__Problem__: Every entry must be copied word for word.
-- BEGIN Data supplied --
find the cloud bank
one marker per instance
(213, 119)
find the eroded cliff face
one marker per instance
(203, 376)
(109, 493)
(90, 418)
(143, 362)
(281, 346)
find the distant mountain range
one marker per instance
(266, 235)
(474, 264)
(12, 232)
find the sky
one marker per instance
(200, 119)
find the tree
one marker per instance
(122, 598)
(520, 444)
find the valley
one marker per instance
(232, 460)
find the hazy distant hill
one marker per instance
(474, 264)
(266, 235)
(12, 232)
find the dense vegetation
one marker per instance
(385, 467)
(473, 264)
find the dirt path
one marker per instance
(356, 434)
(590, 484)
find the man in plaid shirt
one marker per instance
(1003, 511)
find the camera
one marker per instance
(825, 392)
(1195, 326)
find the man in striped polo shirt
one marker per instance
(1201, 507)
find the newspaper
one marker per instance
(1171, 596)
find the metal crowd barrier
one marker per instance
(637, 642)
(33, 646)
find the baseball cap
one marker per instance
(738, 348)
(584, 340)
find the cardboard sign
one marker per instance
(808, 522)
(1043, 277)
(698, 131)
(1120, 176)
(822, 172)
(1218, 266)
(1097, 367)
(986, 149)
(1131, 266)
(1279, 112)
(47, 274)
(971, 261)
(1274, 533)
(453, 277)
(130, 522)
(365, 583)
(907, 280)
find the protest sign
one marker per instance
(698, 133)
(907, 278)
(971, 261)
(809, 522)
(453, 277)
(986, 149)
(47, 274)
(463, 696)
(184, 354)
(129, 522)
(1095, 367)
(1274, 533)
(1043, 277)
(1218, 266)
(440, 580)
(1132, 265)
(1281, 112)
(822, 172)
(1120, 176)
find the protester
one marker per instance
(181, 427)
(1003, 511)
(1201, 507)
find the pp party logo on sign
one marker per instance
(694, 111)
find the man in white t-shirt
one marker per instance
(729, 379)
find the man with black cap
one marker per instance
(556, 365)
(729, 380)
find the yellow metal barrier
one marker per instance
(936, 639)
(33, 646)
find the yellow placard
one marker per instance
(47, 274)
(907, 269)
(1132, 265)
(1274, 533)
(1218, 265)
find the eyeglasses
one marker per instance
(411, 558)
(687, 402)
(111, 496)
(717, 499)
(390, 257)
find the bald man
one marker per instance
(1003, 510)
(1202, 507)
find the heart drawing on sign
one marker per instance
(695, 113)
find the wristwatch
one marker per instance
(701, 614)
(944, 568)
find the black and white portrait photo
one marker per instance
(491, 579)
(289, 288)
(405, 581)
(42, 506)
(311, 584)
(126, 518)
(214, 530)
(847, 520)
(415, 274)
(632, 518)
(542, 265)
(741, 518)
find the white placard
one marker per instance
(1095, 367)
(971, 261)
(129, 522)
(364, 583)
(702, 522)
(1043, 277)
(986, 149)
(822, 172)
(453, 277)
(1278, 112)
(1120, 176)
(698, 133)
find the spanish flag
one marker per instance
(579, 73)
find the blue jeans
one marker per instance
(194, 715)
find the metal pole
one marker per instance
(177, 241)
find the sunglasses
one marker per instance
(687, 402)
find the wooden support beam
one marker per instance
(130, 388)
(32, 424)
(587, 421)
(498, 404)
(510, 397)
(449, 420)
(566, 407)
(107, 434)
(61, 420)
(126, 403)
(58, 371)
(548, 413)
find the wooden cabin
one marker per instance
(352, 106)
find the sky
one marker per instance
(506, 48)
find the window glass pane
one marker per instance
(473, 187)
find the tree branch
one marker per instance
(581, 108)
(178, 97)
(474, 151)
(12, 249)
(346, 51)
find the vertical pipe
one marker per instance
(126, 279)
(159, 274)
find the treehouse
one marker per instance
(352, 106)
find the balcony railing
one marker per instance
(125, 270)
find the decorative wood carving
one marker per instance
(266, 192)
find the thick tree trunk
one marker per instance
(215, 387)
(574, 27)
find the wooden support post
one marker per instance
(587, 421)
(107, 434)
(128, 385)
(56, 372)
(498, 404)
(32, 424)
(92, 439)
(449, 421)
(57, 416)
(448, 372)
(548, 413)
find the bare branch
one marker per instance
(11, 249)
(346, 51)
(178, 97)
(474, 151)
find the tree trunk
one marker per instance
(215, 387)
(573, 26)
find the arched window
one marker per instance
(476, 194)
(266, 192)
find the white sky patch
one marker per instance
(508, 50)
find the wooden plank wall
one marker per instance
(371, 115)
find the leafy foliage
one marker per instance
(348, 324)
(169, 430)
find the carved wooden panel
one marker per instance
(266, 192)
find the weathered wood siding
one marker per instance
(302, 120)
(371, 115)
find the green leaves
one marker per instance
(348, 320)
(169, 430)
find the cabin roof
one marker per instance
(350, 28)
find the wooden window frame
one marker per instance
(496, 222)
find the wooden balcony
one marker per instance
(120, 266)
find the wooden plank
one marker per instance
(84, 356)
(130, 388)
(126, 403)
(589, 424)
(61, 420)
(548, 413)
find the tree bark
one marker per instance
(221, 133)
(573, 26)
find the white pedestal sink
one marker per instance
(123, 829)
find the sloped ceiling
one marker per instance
-- END Data supplied --
__Response for this exercise__:
find the cloud bank
one marker per instance
(213, 119)
find the eroded cliff face
one marker per instance
(203, 376)
(109, 493)
(90, 418)
(143, 362)
(281, 346)
find the distant mountain range
one marker per instance
(266, 235)
(474, 264)
(12, 232)
find the sky
one marker per instance
(200, 119)
find the tree
one marker per instance
(122, 598)
(520, 444)
find the valley
one marker per instance
(232, 460)
find the hazy distant hill
one marker per instance
(474, 264)
(266, 235)
(12, 232)
find the dense vegetation
one marker per instance
(385, 467)
(473, 264)
find the dirt path
one marker per instance
(356, 434)
(590, 484)
find the man in plaid shirt
one marker per instance
(1003, 511)
find the camera
one marker per instance
(825, 392)
(1195, 326)
find the man in striped polo shirt
one marker per instance
(1201, 507)
find the newspaper
one marker per instance
(1171, 596)
find the metal crowd barrier
one marker per instance
(637, 642)
(33, 646)
find the baseball cap
one marker per instance
(738, 348)
(584, 340)
find the cardboard sign
one marker per instance
(808, 522)
(1043, 277)
(698, 131)
(1120, 176)
(822, 172)
(1218, 266)
(1097, 367)
(986, 149)
(1131, 266)
(1279, 112)
(47, 274)
(971, 261)
(1274, 533)
(453, 277)
(130, 522)
(365, 583)
(907, 280)
find the protest sign
one marker per instance
(698, 133)
(907, 278)
(971, 261)
(809, 522)
(453, 277)
(986, 149)
(47, 274)
(463, 696)
(184, 354)
(129, 522)
(1095, 367)
(1274, 533)
(1043, 277)
(1218, 266)
(440, 580)
(1132, 265)
(1281, 112)
(822, 172)
(1120, 176)
find the protester
one marker per instance
(181, 427)
(1003, 511)
(1201, 507)
find the pp party logo on sign
one marker per instance
(694, 111)
find the man in white t-shirt
one marker per instance
(729, 379)
find the man with black cap
one marker per instance
(556, 365)
(729, 380)
find the yellow metal barrier
one marker per instance
(936, 639)
(33, 646)
find the yellow placard
one marker per instance
(47, 274)
(907, 269)
(1132, 265)
(1274, 533)
(1218, 265)
find the eyeglasses
one marker per instance
(411, 558)
(687, 402)
(111, 496)
(717, 499)
(390, 257)
find the bald man
one marker per instance
(1003, 510)
(1202, 507)
find the heart drawing on sign
one marker per instance
(695, 113)
find the wristwatch
one marker per instance
(701, 614)
(944, 568)
find the black and white portrait photo
one marker per instance
(491, 579)
(289, 288)
(405, 581)
(42, 506)
(311, 584)
(126, 518)
(214, 530)
(847, 520)
(415, 274)
(632, 518)
(542, 265)
(741, 518)
find the white placard
one marker per instance
(1095, 367)
(971, 261)
(129, 522)
(364, 583)
(702, 522)
(1043, 277)
(986, 149)
(822, 172)
(453, 277)
(1278, 112)
(1120, 176)
(698, 133)
find the spanish flag
one marker per instance
(579, 73)
find the blue jeans
one marker per instance
(194, 715)
find the metal pole
one marker per instance
(177, 241)
find the sunglasses
one marker per instance
(687, 402)
find the wooden support beam
one marker per instance
(130, 388)
(32, 424)
(587, 421)
(498, 404)
(510, 397)
(449, 420)
(566, 407)
(107, 434)
(61, 420)
(126, 403)
(58, 371)
(548, 413)
find the wooden cabin
one marker per instance
(352, 106)
find the sky
one marker per instance
(506, 48)
find the window glass pane
one marker per instance
(473, 187)
find the tree branch
one marker per instance
(581, 108)
(178, 97)
(474, 151)
(12, 249)
(346, 51)
find the vertical pipe
one marker per instance
(126, 279)
(159, 274)
find the treehouse
one marker per instance
(352, 106)
find the balcony railing
one marker per instance
(125, 270)
find the decorative wood carving
one marker per instance
(266, 192)
find the thick tree trunk
one marker per instance
(215, 387)
(574, 27)
find the wooden support post
one marker per instance
(587, 421)
(107, 434)
(128, 385)
(56, 372)
(498, 404)
(32, 424)
(92, 439)
(449, 421)
(57, 416)
(448, 372)
(548, 413)
find the bare branch
one marker per instance
(11, 249)
(346, 51)
(178, 97)
(474, 151)
find the tree trunk
one marker per instance
(215, 387)
(573, 26)
find the arched window
one marker per instance
(476, 194)
(266, 192)
find the white sky patch
one marker per instance
(508, 50)
find the wooden plank wall
one marker per instance
(371, 115)
find the leafy foliage
one marker per instance
(348, 324)
(169, 430)
find the carved wooden panel
one marker per instance
(266, 192)
find the weathered wood siding
one marker per instance
(302, 120)
(371, 115)
find the green leaves
one marker per instance
(348, 320)
(169, 430)
find the cabin roof
one marker per instance
(350, 28)
find the wooden window frame
one marker per instance
(496, 222)
find the wooden balcony
one marker per instance
(120, 266)
find the wooden plank
one marker per instance
(84, 356)
(130, 388)
(126, 403)
(589, 424)
(61, 420)
(548, 413)
find the tree bark
one marker per instance
(221, 133)
(573, 26)
find the white pedestal sink
one marker per instance
(123, 829)
find the sloped ceiling
one marker per instance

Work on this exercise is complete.